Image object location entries
--------------------------------------------------

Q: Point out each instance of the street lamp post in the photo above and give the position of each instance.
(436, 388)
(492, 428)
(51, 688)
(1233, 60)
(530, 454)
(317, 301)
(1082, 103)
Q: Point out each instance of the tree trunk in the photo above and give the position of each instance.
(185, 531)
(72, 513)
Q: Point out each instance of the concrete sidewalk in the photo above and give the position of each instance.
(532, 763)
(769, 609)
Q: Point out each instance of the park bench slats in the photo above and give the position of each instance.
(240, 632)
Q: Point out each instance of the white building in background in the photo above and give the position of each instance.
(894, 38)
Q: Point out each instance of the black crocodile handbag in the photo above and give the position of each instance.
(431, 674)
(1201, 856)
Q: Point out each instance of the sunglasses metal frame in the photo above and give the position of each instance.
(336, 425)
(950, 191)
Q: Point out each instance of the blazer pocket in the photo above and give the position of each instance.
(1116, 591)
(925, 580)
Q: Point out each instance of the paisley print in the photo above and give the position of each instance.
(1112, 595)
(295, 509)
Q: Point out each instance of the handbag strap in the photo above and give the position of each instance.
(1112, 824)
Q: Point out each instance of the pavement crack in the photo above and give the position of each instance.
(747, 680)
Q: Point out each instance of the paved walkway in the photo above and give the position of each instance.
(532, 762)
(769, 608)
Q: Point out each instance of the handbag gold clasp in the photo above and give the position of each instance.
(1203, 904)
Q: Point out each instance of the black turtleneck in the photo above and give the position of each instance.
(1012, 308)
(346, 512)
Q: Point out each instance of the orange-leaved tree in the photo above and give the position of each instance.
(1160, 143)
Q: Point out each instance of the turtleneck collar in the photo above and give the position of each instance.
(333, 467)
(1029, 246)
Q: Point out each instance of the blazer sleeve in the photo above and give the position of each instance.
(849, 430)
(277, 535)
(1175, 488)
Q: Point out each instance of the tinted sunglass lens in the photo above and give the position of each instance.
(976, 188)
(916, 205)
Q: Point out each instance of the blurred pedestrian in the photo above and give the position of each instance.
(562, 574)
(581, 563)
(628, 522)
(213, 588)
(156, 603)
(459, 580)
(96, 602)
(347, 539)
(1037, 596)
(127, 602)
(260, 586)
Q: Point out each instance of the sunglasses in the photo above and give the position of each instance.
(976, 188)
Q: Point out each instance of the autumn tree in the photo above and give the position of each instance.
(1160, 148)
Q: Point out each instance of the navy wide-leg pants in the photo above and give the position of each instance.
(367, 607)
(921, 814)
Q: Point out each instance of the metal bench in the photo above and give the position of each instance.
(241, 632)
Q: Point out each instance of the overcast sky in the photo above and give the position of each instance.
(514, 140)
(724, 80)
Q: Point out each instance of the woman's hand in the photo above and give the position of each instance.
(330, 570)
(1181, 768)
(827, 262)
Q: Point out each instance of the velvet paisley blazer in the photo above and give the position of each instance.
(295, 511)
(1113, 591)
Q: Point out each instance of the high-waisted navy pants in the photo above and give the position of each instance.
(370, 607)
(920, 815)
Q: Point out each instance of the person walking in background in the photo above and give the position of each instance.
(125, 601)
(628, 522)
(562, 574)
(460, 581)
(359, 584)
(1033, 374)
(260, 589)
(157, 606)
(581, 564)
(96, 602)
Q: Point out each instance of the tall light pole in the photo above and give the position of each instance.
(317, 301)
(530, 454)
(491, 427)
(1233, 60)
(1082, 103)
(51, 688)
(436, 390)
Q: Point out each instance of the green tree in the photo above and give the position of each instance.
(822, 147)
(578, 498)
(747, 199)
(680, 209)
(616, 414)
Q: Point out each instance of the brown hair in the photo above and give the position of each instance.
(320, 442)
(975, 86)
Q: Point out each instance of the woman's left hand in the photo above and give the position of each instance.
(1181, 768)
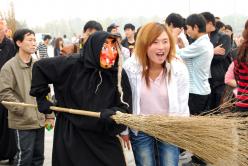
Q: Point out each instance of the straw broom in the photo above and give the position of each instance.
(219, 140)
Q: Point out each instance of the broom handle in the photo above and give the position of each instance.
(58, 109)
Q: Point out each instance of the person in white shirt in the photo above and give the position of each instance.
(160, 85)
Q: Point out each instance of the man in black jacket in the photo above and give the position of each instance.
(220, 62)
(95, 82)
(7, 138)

--------------------------------------------------

DO THIS | Reproduce verbatim the lines of the material above, from the line containing "Q: Point out each instance of the black turtleneck" through the line containing "(1160, 143)", with both of those lines included.

WRITTEN ANSWER |
Q: Point out each instance of the black turtleneck in the photo above and give the position of each instance.
(1012, 308)
(346, 512)
Q: Point out each instance of the orange-leaved tree in the photo above and give the position of each instance.
(1160, 143)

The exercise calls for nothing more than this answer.